STATED PROBLEM
All of the material below is to be repeated exactly.

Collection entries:

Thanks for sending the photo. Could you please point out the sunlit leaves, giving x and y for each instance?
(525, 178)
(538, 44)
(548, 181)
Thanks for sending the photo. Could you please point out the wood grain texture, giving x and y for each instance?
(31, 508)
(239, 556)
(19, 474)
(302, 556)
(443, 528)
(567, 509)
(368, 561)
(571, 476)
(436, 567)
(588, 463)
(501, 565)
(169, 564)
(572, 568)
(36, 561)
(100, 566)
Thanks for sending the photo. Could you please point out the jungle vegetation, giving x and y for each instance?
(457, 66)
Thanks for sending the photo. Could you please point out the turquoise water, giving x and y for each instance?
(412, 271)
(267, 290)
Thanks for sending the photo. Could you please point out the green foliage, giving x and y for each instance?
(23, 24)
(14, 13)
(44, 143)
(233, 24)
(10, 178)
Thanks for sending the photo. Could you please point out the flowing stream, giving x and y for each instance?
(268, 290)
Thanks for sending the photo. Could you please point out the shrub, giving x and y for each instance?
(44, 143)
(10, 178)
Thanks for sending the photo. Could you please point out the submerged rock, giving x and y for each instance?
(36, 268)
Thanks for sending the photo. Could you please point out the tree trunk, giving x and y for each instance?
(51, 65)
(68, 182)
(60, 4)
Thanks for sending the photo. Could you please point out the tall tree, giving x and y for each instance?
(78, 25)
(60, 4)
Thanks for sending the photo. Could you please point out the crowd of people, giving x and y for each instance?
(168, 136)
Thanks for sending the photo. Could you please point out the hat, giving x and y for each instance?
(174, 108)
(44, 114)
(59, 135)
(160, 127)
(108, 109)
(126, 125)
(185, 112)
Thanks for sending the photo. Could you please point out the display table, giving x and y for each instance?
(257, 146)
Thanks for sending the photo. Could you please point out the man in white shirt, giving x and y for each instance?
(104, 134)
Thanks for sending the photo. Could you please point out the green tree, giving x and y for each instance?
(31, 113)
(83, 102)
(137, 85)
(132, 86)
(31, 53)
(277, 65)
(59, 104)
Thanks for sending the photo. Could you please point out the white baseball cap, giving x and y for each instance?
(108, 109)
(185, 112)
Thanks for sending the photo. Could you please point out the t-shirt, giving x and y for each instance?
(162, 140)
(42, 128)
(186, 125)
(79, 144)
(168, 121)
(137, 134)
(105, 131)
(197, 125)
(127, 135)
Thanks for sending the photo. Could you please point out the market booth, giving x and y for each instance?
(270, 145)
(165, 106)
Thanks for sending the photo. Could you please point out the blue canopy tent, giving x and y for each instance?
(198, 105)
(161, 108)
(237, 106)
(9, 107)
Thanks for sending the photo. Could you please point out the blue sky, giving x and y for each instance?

WRITTEN ANSWER
Thanks for sending the photo. Could you please point out the sunlit leaves, giving x and y for each instance?
(525, 178)
(538, 44)
(548, 181)
Thanks for sending the photo. Could you please point out the wood grain texture, giving x and y for each instance?
(31, 508)
(239, 556)
(19, 474)
(302, 556)
(443, 528)
(567, 509)
(368, 561)
(571, 476)
(436, 567)
(588, 463)
(501, 565)
(169, 564)
(572, 568)
(36, 561)
(100, 566)
Thanks for sending the photo. Could you please point out the jungle vegetation, giving x and y for each instance?
(457, 66)
Thanks for sending the photo. Could you please point out the turquoise water, giving x and y for each instance?
(412, 271)
(267, 290)
Thanks for sending the photo. Could you please point out the green foliage, giving x and y for each instance?
(23, 24)
(14, 13)
(44, 143)
(233, 24)
(10, 178)
Thanks for sending the photo. Could you please point out the flowing stream, giving x and y for each instance?
(268, 290)
Thanks for sending the photo. Could you please point out the shrub, giving x and y for each instance?
(44, 143)
(10, 178)
Thanks for sending the photo. Could you please point out the submerged rock, giving x and y for each instance?
(36, 268)
Thanks for sending the photo. Could you please point out the tree trunk, giving x and y for each instance?
(51, 65)
(68, 182)
(60, 4)
Thanks for sending the photo. Could you please point out the tall tree, giving x and y for each instance?
(78, 25)
(60, 4)
Thanks for sending the photo. Could you please point out the crowd of people, giving x and y for each instance?
(168, 136)
Thanks for sending the photo. Could you please point out the hat, giving x and y for each instance?
(174, 108)
(44, 114)
(59, 135)
(160, 127)
(108, 109)
(126, 125)
(185, 112)
Thanks for sending the photo. Could you please point out the display table, giving x and y for each instance?
(257, 146)
Thanks for sending the photo. Could you please point out the man in white shirt, giving x and y for each instance?
(104, 134)
Thanks for sending the photo. Could you please point out the green tree, giving x and y for each instance?
(31, 113)
(83, 102)
(137, 85)
(132, 86)
(31, 53)
(277, 65)
(59, 104)
Thanks for sending the photo. Could you please point out the white baseball cap, giving x and y for each instance?
(108, 109)
(185, 112)
Thanks for sending the photo. Could you please point out the t-shirt, giving x and y for each instance?
(162, 140)
(42, 128)
(186, 125)
(79, 144)
(168, 121)
(137, 134)
(105, 131)
(197, 125)
(127, 135)
Thanks for sending the photo. Could you please point out the market booth, giving x and y for each instance?
(270, 145)
(165, 106)
Thanks for sending the photo. Could you please point out the blue canopy tent, giving x and y for each instance?
(198, 105)
(161, 108)
(237, 106)
(9, 107)
Thanks for sending the photo. Could you please point out the blue sky, giving x and y for each instance?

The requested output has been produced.